◆ ENTNOMMENES MATERIAL
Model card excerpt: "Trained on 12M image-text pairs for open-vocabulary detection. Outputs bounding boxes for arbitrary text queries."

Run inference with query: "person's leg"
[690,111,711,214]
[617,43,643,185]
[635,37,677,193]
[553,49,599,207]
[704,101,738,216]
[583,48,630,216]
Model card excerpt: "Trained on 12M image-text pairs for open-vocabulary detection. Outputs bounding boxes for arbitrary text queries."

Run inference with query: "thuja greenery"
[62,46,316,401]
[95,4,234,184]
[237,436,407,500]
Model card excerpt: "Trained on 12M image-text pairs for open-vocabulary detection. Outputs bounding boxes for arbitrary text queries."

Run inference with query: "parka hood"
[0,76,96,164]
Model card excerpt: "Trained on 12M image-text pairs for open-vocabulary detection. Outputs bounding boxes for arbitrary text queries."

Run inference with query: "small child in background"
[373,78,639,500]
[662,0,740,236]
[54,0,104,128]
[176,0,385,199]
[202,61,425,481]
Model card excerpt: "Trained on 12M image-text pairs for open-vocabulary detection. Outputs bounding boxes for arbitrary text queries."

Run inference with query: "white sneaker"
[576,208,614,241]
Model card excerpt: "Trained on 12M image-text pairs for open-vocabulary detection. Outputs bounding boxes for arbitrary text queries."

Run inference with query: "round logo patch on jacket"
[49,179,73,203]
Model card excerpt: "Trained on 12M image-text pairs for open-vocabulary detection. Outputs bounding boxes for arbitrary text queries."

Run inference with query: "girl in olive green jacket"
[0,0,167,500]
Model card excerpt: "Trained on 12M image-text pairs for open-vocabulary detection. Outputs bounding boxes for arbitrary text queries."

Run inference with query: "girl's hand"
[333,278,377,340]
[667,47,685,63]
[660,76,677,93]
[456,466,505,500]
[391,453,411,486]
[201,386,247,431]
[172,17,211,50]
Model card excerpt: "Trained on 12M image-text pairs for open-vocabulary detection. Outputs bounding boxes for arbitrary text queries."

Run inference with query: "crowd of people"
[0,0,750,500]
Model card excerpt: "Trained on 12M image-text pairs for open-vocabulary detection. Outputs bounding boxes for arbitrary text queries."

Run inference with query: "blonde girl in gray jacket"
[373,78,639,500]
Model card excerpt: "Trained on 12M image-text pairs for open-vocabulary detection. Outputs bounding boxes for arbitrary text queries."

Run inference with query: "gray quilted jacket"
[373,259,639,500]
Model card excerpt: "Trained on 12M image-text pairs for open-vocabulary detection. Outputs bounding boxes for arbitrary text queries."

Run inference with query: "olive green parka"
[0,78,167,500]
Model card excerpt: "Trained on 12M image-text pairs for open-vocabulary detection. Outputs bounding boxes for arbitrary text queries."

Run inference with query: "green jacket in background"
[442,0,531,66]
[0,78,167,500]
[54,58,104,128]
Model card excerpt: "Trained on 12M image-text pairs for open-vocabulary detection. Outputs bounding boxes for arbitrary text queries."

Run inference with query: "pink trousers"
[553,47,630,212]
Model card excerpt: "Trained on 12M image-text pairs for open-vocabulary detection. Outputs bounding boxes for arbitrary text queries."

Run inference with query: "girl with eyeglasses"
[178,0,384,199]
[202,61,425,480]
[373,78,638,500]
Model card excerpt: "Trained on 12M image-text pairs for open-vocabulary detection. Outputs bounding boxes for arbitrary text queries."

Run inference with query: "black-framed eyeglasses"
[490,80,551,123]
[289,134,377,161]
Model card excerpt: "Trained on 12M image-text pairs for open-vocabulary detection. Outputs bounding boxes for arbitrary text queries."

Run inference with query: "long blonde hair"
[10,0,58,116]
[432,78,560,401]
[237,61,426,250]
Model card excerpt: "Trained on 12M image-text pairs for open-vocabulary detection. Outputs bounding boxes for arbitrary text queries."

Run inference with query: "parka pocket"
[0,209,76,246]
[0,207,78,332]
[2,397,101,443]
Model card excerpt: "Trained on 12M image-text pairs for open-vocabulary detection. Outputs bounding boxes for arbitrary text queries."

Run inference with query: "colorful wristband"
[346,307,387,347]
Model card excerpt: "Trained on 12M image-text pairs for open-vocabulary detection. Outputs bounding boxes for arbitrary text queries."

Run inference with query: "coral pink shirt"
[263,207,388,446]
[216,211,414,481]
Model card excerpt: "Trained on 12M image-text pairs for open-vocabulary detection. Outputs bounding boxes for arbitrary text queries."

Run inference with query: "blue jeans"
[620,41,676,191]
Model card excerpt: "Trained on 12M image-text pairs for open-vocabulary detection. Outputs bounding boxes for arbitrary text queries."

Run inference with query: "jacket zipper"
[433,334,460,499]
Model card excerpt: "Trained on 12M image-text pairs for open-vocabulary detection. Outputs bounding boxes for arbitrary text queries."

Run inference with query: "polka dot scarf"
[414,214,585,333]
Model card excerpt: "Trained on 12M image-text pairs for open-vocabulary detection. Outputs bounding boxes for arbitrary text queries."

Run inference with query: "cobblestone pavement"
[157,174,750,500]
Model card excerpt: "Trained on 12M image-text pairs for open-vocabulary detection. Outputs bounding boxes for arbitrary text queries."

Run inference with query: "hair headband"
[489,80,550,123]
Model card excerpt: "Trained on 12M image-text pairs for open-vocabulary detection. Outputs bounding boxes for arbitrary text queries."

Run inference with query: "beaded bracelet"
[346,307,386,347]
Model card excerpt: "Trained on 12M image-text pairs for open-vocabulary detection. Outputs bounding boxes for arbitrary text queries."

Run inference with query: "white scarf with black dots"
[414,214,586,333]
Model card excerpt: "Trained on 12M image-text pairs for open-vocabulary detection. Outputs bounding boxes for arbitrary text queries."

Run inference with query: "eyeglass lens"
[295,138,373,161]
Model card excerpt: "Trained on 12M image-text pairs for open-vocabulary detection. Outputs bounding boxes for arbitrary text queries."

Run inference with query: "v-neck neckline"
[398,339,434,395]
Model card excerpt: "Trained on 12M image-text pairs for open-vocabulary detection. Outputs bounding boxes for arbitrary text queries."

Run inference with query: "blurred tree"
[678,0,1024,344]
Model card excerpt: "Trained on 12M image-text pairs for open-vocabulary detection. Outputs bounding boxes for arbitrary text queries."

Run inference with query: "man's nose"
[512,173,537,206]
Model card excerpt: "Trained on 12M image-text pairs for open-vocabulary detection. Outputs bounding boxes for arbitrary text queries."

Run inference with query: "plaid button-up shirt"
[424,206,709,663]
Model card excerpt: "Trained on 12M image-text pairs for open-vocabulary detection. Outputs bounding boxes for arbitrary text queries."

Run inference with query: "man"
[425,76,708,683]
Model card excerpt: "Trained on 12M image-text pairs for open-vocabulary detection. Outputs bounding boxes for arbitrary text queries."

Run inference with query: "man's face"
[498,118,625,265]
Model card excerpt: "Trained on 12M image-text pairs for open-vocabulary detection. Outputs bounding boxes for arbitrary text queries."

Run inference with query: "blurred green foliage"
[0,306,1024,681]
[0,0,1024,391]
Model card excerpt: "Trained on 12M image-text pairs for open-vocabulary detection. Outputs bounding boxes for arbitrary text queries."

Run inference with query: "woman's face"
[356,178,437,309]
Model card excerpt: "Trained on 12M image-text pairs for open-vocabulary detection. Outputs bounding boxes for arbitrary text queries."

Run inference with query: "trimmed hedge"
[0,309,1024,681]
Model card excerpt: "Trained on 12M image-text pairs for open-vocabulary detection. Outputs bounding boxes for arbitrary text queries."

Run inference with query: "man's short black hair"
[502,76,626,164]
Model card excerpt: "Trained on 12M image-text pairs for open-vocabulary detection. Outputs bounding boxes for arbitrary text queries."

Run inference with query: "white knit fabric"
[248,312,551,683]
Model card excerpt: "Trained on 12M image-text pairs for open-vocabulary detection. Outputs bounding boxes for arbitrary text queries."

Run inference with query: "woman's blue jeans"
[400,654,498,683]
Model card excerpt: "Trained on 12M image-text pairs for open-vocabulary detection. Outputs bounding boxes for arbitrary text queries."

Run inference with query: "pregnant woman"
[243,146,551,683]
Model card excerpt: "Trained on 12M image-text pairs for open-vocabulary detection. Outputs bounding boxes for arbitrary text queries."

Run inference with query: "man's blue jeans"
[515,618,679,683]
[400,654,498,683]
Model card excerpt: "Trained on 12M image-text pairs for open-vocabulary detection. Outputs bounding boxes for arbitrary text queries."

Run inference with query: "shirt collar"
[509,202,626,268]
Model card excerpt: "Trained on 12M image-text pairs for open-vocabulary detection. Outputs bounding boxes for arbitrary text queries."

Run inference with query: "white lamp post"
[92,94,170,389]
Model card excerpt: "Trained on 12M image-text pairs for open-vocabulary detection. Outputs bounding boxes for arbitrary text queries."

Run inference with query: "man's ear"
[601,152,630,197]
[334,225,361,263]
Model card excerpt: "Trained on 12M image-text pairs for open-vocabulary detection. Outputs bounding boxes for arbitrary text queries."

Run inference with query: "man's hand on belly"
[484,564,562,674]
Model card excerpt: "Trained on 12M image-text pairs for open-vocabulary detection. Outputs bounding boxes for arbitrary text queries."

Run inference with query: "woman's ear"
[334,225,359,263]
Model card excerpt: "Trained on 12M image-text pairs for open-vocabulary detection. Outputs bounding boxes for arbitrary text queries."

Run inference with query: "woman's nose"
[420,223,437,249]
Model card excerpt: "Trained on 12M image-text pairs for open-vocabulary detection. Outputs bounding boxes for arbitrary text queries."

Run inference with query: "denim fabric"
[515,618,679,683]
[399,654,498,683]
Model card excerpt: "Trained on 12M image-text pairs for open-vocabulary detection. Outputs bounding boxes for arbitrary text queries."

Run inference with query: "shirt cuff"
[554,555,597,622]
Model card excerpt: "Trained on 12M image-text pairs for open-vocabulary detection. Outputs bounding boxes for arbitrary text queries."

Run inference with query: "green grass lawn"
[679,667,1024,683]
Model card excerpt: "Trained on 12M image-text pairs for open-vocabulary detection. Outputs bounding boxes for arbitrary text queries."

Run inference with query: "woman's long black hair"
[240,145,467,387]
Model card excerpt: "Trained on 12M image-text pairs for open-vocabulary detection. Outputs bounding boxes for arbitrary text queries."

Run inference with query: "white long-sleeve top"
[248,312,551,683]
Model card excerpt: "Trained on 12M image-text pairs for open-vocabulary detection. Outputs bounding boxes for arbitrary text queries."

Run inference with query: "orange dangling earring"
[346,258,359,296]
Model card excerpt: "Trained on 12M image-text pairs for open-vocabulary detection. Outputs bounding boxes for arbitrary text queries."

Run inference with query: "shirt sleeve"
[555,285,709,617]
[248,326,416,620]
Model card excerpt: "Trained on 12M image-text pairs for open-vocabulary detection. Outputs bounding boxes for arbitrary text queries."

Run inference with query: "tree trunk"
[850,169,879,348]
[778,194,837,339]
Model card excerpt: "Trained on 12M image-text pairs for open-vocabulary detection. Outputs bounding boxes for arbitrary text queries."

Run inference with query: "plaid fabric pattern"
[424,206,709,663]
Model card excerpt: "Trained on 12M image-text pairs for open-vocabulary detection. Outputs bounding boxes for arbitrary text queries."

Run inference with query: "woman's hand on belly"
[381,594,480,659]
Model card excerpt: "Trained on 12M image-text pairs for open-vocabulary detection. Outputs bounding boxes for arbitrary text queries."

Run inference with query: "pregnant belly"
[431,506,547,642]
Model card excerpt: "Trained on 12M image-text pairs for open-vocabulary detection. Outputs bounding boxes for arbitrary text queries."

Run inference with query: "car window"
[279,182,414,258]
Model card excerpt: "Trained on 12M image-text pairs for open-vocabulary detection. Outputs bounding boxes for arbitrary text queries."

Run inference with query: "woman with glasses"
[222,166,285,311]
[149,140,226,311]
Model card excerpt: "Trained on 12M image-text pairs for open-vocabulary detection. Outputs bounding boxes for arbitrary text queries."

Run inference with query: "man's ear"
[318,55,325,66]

◆ DEINE AUFGABE
Wandle die Datensätze vom Anfang bis einschließlich der Zeile mit „[237,436,407,500]“ in eine CSV-Datei mit den Spalten text und antwort um. Lege für jeden Text eine Zeile mit der zugehörigen Antwort an, setze jedes Feld in Anführungszeichen und ersetze Zeilenumbrüche durch Leerzeichen.

◆ ANTWORT
text,antwort
"Model card excerpt: ""Trained on 12M image-text pairs for open-vocabulary detection. Outputs bounding boxes for arbitrary text queries."" Run inference with query: ""person's leg""","[690,111,711,214] [617,43,643,185] [635,37,677,193] [553,49,599,207] [704,101,738,216] [583,48,630,216]"
"Model card excerpt: ""Trained on 12M image-text pairs for open-vocabulary detection. Outputs bounding boxes for arbitrary text queries."" Run inference with query: ""thuja greenery""","[62,46,316,401] [95,4,234,184] [237,436,407,500]"